**Do this:**
Retype the material word for word.

⟨

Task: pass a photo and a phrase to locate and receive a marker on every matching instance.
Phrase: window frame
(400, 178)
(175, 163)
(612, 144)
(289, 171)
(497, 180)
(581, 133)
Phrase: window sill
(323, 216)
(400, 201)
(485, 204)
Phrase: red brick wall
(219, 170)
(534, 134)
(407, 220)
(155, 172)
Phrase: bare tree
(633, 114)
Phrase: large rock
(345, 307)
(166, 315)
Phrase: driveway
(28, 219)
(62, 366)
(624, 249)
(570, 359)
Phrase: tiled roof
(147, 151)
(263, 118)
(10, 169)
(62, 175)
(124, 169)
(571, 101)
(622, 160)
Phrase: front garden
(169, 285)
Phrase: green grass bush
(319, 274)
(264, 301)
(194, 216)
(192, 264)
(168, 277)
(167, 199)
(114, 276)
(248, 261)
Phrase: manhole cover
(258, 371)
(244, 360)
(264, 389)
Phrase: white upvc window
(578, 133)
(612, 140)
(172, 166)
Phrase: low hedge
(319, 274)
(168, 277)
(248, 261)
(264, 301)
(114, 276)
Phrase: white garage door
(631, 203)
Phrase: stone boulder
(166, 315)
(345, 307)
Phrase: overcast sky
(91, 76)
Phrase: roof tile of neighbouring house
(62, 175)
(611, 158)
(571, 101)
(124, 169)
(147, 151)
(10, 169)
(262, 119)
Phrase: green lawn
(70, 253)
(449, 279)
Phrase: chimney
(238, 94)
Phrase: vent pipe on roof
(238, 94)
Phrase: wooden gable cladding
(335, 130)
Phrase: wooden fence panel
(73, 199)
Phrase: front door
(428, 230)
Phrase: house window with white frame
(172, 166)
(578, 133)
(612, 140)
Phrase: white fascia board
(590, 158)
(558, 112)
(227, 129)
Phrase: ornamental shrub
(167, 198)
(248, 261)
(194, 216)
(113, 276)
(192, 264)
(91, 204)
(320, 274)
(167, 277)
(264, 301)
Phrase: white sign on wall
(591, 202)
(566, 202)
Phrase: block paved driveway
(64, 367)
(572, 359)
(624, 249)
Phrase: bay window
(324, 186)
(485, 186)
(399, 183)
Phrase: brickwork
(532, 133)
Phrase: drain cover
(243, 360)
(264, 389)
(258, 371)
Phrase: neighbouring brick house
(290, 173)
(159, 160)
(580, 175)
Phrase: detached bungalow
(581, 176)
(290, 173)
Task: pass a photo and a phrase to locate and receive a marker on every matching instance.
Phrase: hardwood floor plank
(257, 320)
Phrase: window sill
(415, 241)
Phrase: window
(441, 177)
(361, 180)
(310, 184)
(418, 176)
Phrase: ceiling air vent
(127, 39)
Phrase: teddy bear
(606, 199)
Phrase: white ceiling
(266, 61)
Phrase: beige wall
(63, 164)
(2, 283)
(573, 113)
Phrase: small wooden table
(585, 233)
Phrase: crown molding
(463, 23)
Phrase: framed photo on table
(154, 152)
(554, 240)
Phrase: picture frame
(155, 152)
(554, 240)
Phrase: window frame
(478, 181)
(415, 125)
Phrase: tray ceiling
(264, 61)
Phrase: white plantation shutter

⟩

**The solution:**
Task: pass a photo and a phrase to locate and receive a marker on every matching instance.
Phrase: window frame
(400, 178)
(175, 163)
(612, 144)
(289, 171)
(497, 180)
(581, 133)
Phrase: window sill
(323, 216)
(400, 201)
(485, 204)
Phrase: red brick wall
(219, 170)
(534, 134)
(407, 220)
(155, 172)
Phrase: bare tree
(633, 114)
Phrase: large rock
(345, 307)
(166, 315)
Phrase: driveway
(28, 219)
(62, 366)
(624, 249)
(570, 359)
Phrase: tiled roof
(147, 151)
(263, 118)
(10, 169)
(62, 175)
(124, 169)
(571, 101)
(622, 160)
Phrase: front garden
(169, 285)
Phrase: green grass bush
(319, 274)
(264, 301)
(194, 216)
(192, 264)
(168, 277)
(167, 199)
(114, 276)
(248, 261)
Phrase: manhole cover
(258, 371)
(244, 360)
(264, 389)
Phrase: white upvc window
(578, 133)
(612, 140)
(172, 166)
Phrase: low hedge
(319, 274)
(168, 277)
(248, 261)
(264, 301)
(114, 276)
Phrase: white garage door
(631, 203)
Phrase: stone boulder
(166, 315)
(345, 307)
Phrase: overcast sky
(91, 76)
Phrase: roof tile of neighbouring house
(62, 175)
(611, 158)
(571, 101)
(124, 169)
(147, 151)
(10, 169)
(262, 119)
Phrase: green lawn
(70, 253)
(449, 279)
Phrase: chimney
(238, 94)
Phrase: vent pipe on roof
(238, 94)
Phrase: wooden gable cladding
(335, 130)
Phrase: wooden fence panel
(73, 199)
Phrase: front door
(428, 230)
Phrase: house window with white frame
(172, 166)
(578, 133)
(612, 140)
Phrase: white fascia board
(590, 158)
(558, 112)
(227, 129)
Phrase: ornamental shrub
(167, 198)
(248, 261)
(194, 216)
(113, 276)
(192, 264)
(91, 204)
(320, 274)
(167, 277)
(264, 301)
Phrase: white sign on wall
(591, 202)
(566, 202)
Phrase: block paved driveway
(64, 367)
(572, 359)
(624, 249)
Phrase: bay window
(324, 186)
(485, 186)
(399, 183)
Phrase: brickwork
(532, 133)
Phrase: drain cover
(243, 360)
(264, 389)
(258, 371)
Phrase: neighbouring brick house
(290, 173)
(159, 160)
(580, 175)
Phrase: detached bungalow
(581, 176)
(290, 173)
Task: pass a photo and a phrase to locate and receive a marker on every matching instance.
Phrase: hardwood floor plank
(257, 320)
Phrase: window sill
(415, 241)
Phrase: window
(441, 177)
(361, 180)
(310, 184)
(418, 176)
Phrase: ceiling air vent
(127, 39)
Phrase: teddy bear
(606, 199)
Phrase: white ceiling
(266, 61)
Phrase: beige wall
(63, 164)
(2, 283)
(573, 113)
Phrase: small wooden table
(585, 233)
Phrase: crown molding
(463, 23)
Phrase: framed photo on table
(154, 152)
(554, 240)
Phrase: picture frame
(155, 152)
(554, 240)
Phrase: window frame
(478, 181)
(415, 125)
Phrase: tray ceiling
(264, 61)
Phrase: white plantation shutter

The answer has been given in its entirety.